Por Mariela Ghenadenik
Nos encanta dividir el mundo en categorías dicotómicas. Maradona o Messi. Batata o membrillo. Invierno o verano. La grieta nos agrupa en bandos de ganadores o perdedores según de qué lado nos ubiquen las preferencias personales.
Con el estreno de la serie Cien años de soledad de Gabriel García Márquez, el debate entre libros y adaptaciones audiovisuales vuelve a medirse en el ring de nuestro inevitable impulso polarizador.
En una esquina, los defensores del libro como una experiencia única, íntima y transformadora. En la otra, quienes celebran el poder de lo audiovisual por su accesibilidad, masividad e inmediatez. ¿Quién se queda con el título?
La supremacía audiovisual vs. la resistencia del libro
No cabe duda de que lo audiovisual es el formato supremo: accesible, inmediato, masivo. Una película o serie llega rápidamente a millones de personas, traspasa fronteras, idiomas y barreras generacionales. Además, el acto de mirar es cómodo y tentador: basta con apretar un botón, dejarse llevar por las imágenes para sumergirse en la historia.
Pero su monarquía no es absoluta. El libro da pelea. Aunque una imagen puede decir mucho, no siempre vale más que mil palabras y en la batalla cultural, el libro no se rinde fácilmente; se sostiene en cada round en base a su humilde, pero potente propuesta: una experiencia personal, íntima y profunda que colabora para hacer cada vez más fértil las ideas del mundo propio.
Sin embargo, no todas las personas buscan vínculos profundos e íntimos todo el tiempo. Yo también tengo temporadas en las que me atrae más acurrucarme a mirar capítulo tras capítulo sin poner pausa mientras el libro junta polvo en la mesita de luz.
Además de las cualidades seductoras de la propuesta audiovisual, las adaptaciones en formato de películas o series pueden ser una puerta de entrada para nuevos públicos. Es común escuchar que llevar una gran obra al cine o a las plataformas permite que llegue a nuevas generaciones o a personas que de otra manera jamás se habrían acercado al libro. Y es cierto. Pero me parece que es un puente que se transita en una sola dirección, porque quien lee un libro seguramente buscará ver la película o la serie, pero no conozco muchos casos que haya recorrido el camino inverso. Es más, hace poco escuché a alguien decir que no leía libros (ninguno) “porque si el libro está bueno, seguro hacen una película y prefiero esperar a verla.”
Traición u homenaje
Entonces, si hubiera una catástrofe cultural y tuviéramos que hacer un triage ¿qué salvaríamos?

-=-=-=-=-

Orden de trabajo 1:
Según el texto sobre libros y adaptaciones, ¿qué estreno hace que el debate vuelva a plantearse?
Orden de trabajo 2:
En el texto sobre libros y adaptaciones, ¿por qué se dice que el puente entre libro y adaptación se transita en una sola dirección?
Orden de trabajo 3:
Reproduce del texto sobre libros y adaptaciones el tramo entre "Con el estreno" y "inevitable impulso polarizador.", ambos incluidos.
Los datos no intervienen en nada de esto.

[Registros extraídos de un conjunto de datos]
-=-=-=-=-

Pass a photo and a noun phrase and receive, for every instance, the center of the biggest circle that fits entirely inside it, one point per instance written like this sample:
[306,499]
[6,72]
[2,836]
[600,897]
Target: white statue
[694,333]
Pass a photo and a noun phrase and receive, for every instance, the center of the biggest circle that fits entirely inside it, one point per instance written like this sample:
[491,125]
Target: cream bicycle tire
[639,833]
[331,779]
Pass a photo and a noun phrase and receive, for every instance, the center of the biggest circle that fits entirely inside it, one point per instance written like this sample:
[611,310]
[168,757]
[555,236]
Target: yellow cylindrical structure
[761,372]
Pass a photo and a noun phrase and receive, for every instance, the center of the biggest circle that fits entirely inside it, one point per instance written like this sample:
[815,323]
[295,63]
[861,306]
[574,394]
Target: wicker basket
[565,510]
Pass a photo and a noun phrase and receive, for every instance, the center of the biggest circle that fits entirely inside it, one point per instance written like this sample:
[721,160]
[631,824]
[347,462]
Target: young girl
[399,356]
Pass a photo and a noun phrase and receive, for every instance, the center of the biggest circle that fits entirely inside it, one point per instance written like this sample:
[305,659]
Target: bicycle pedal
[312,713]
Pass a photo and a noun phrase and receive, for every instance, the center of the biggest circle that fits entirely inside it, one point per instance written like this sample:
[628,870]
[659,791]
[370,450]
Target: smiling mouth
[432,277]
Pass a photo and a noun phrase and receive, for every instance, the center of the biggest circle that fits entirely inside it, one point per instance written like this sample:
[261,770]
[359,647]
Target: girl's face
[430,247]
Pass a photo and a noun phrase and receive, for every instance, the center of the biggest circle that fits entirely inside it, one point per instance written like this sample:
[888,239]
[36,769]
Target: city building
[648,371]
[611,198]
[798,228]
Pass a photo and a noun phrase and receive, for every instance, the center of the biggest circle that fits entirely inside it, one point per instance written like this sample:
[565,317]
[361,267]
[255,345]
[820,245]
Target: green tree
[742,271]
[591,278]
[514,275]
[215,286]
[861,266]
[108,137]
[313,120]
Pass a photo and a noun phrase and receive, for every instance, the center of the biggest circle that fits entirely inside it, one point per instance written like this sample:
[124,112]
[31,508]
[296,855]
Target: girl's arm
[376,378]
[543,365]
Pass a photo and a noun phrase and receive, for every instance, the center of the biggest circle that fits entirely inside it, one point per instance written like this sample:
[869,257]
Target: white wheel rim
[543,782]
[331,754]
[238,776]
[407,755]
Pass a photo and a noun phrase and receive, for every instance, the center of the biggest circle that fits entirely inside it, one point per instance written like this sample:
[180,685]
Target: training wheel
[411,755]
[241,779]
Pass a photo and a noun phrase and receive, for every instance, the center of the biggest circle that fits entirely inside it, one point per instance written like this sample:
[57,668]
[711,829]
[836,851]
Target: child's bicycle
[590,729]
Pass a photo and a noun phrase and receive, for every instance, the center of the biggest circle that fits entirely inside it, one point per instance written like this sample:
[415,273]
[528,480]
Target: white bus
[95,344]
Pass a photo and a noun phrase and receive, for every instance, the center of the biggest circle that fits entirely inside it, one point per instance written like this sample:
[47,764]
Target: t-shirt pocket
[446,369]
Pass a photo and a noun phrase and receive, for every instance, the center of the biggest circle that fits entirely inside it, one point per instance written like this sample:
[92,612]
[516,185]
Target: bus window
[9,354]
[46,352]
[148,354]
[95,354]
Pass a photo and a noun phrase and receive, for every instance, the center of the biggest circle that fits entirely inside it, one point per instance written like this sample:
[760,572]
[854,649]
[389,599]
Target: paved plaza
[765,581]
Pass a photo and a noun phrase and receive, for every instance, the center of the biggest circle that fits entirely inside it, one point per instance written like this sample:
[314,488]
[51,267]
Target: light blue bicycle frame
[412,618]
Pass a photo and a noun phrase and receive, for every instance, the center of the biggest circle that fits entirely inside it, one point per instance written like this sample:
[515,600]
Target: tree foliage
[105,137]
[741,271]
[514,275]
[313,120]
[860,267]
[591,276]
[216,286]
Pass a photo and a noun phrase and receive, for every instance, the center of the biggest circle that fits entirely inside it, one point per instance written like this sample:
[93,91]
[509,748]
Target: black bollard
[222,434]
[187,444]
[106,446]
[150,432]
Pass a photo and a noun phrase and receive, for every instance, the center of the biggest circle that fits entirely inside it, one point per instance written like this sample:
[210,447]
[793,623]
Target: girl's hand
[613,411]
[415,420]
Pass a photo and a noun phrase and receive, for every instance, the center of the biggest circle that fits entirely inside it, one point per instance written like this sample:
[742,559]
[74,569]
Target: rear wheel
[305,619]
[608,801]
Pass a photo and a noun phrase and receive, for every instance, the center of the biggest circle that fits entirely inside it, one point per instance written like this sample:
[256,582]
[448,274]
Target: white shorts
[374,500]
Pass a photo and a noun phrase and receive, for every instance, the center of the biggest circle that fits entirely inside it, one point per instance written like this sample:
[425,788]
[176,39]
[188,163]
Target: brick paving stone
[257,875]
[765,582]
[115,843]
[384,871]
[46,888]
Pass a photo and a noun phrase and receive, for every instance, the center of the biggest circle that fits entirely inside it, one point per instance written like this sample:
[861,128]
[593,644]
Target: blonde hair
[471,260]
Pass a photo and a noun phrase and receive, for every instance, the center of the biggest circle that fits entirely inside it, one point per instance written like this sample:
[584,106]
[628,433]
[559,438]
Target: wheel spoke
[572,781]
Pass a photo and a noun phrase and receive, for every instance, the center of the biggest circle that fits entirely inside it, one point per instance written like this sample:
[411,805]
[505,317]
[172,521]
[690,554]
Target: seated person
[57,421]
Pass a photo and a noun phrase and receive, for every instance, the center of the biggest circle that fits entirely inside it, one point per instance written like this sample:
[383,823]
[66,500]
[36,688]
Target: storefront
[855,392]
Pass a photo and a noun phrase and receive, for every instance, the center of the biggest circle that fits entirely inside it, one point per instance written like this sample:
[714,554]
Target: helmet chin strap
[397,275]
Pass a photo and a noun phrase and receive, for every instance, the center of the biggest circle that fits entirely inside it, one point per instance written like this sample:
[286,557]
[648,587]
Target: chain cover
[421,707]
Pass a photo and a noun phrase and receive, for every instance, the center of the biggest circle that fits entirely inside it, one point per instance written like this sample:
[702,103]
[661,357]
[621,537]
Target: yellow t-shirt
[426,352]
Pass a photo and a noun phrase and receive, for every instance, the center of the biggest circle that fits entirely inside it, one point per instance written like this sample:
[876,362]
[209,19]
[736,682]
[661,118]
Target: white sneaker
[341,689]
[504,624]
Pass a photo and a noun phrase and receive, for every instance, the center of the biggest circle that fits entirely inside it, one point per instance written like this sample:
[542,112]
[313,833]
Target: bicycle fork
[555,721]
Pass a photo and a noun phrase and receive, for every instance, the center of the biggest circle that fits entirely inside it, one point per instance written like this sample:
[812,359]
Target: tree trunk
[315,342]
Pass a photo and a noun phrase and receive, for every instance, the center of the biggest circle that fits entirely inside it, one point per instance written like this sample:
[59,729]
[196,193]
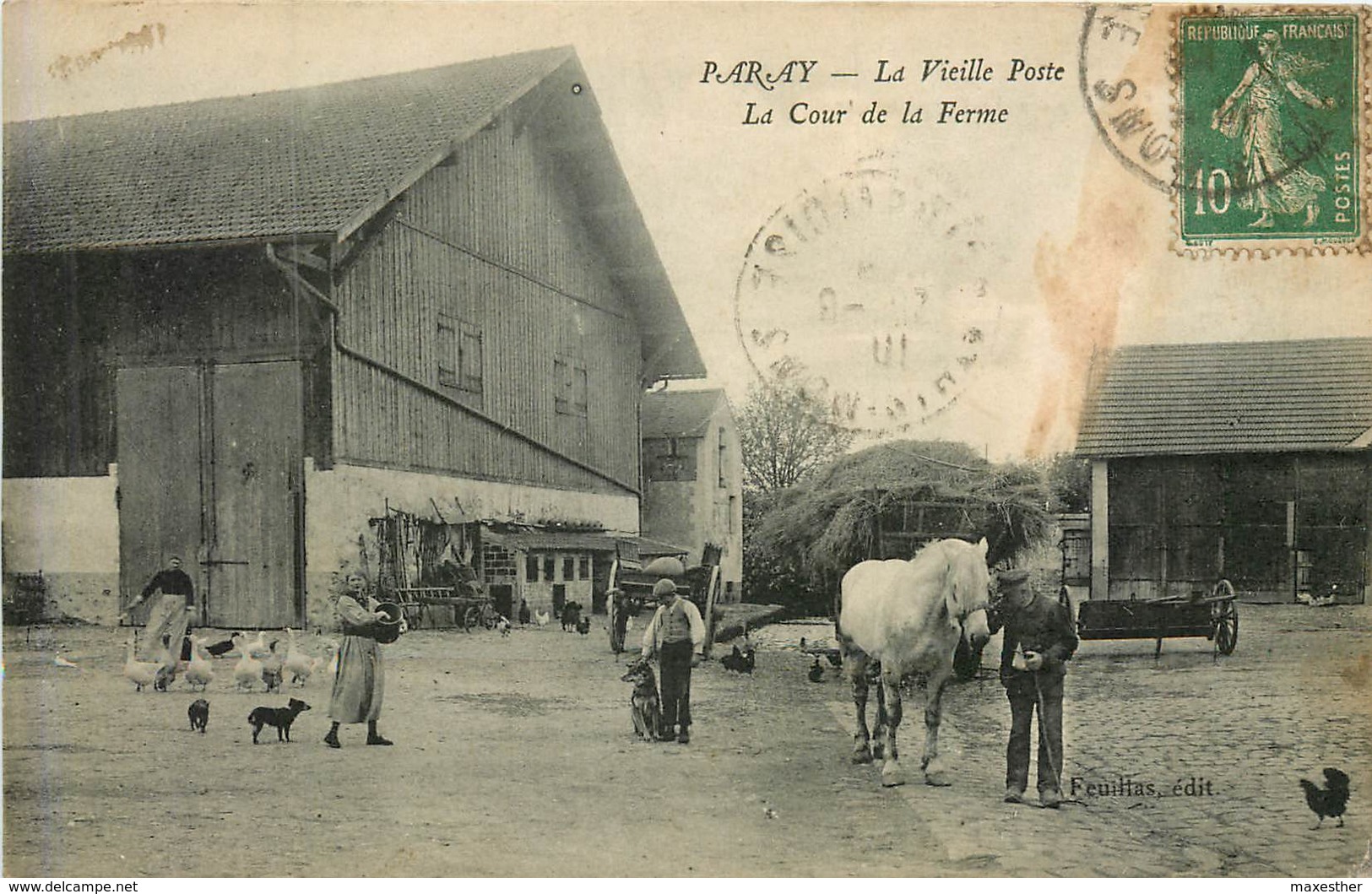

-=-=-=-=-

Resultado 1:
El estreno de la serie Cien años de soledad de Gabriel García Márquez.

Resultado 2:
Quien lee un libro seguramente buscará ver la película o la serie. En cambio, no se conocen muchos casos de quien haya recorrido el camino inverso, de la adaptación al libro.

Resultado 3:
Con el estreno de la serie Cien años de soledad de Gabriel García Márquez, el debate entre libros y adaptaciones audiovisuales vuelve a medirse en el ring de nuestro inevitable impulso polarizador.